▶ TASK STATEMENT
Restate the material that follows, substituting "object" for every occurrence of "instance" and leaving everything else unaltered.
----------
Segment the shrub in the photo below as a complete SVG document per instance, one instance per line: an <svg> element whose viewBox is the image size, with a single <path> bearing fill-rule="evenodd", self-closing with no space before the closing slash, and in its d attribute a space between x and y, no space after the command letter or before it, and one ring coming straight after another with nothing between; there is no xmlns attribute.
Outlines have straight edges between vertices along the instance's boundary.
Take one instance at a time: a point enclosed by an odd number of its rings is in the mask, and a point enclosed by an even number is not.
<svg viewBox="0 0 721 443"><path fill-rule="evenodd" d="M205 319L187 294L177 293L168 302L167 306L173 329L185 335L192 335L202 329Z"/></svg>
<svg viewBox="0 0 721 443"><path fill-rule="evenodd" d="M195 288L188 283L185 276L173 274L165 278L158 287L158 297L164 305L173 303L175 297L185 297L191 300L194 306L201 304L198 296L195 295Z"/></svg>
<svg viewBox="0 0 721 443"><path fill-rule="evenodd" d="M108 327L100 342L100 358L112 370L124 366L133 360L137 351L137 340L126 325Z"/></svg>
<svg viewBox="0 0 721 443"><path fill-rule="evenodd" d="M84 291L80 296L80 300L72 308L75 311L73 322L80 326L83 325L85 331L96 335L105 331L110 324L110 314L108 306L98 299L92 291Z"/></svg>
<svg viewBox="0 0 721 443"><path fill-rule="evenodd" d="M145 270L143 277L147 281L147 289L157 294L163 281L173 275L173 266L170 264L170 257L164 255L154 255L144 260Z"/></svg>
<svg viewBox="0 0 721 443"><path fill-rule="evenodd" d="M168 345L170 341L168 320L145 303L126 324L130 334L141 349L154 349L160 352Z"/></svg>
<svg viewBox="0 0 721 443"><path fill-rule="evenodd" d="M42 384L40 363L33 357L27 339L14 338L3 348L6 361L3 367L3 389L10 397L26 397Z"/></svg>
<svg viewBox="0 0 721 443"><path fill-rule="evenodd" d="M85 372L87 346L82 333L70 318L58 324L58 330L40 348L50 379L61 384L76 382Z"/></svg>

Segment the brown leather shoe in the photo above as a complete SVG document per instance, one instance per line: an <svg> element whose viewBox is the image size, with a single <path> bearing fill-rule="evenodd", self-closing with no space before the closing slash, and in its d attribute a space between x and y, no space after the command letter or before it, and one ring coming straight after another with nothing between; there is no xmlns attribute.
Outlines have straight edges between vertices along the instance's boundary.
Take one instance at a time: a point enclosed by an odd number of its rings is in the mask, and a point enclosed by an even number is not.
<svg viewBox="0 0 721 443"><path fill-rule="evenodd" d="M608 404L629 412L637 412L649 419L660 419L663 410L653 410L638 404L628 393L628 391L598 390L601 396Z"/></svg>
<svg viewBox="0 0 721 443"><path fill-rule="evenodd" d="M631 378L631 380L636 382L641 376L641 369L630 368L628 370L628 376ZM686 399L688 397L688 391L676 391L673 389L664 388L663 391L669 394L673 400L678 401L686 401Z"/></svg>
----------
▶ COMPLETE ANSWER
Segment the shrub in the photo below as a complete SVG document per object, one object per line: an <svg> element whose viewBox is the image size, with a single <path> bearing fill-rule="evenodd", self-closing with no space before the closing slash, and in its d attribute a space between x and y, no space after the command letter or before it, and one ring coming straight after another with nothing between; there is no xmlns attribute.
Outlines have straight edges between vertices along the object's boundary.
Take one object at a time: a point enclosed by an odd number of its rings is in the mask, and a point enclosed by an even number is not.
<svg viewBox="0 0 721 443"><path fill-rule="evenodd" d="M205 319L187 294L177 293L168 302L167 306L173 329L185 335L192 335L202 329Z"/></svg>
<svg viewBox="0 0 721 443"><path fill-rule="evenodd" d="M195 288L188 283L185 276L173 274L165 278L158 287L158 297L164 305L173 303L175 297L185 297L191 300L194 306L201 304L198 296L195 295Z"/></svg>
<svg viewBox="0 0 721 443"><path fill-rule="evenodd" d="M108 327L100 342L100 358L112 370L124 366L133 360L137 351L137 340L126 325Z"/></svg>
<svg viewBox="0 0 721 443"><path fill-rule="evenodd" d="M84 291L80 296L80 300L72 308L75 311L73 322L80 326L83 325L85 331L96 335L105 331L110 324L110 314L108 306L98 299L92 291Z"/></svg>
<svg viewBox="0 0 721 443"><path fill-rule="evenodd" d="M145 270L143 277L147 281L147 289L157 294L163 281L173 275L173 266L170 264L170 257L164 255L154 255L144 260Z"/></svg>
<svg viewBox="0 0 721 443"><path fill-rule="evenodd" d="M168 345L170 341L168 320L145 303L126 324L130 334L141 349L154 349L160 352Z"/></svg>
<svg viewBox="0 0 721 443"><path fill-rule="evenodd" d="M42 384L40 363L33 357L27 339L14 338L3 348L6 361L3 367L3 389L10 397L26 397Z"/></svg>
<svg viewBox="0 0 721 443"><path fill-rule="evenodd" d="M85 372L87 346L82 333L70 318L58 324L58 330L40 348L50 379L61 384L76 382Z"/></svg>

Segment the brown leather shoe in the photo above as a complete SVG document per object, one object per line: an <svg> element whose viewBox is the image size, with a single <path> bearing fill-rule="evenodd", self-closing with no space before the closing slash, and in its d attribute a space between x and y, no space after the command letter or before it, and one ring coming straight after another with nothing between; there is no xmlns attribute.
Outlines have straight edges between vertices along the object's boundary.
Take one object at a time: a point enclosed by an odd number of its rings is in the mask, and a point enclosed by an even number is not.
<svg viewBox="0 0 721 443"><path fill-rule="evenodd" d="M608 404L629 412L637 412L649 419L660 419L663 410L653 410L638 404L628 393L628 391L598 390L601 396Z"/></svg>
<svg viewBox="0 0 721 443"><path fill-rule="evenodd" d="M631 378L631 380L636 382L641 376L641 369L630 368L628 370L628 376ZM686 399L688 397L688 391L676 391L673 389L664 388L663 391L669 394L673 400L678 401L686 401Z"/></svg>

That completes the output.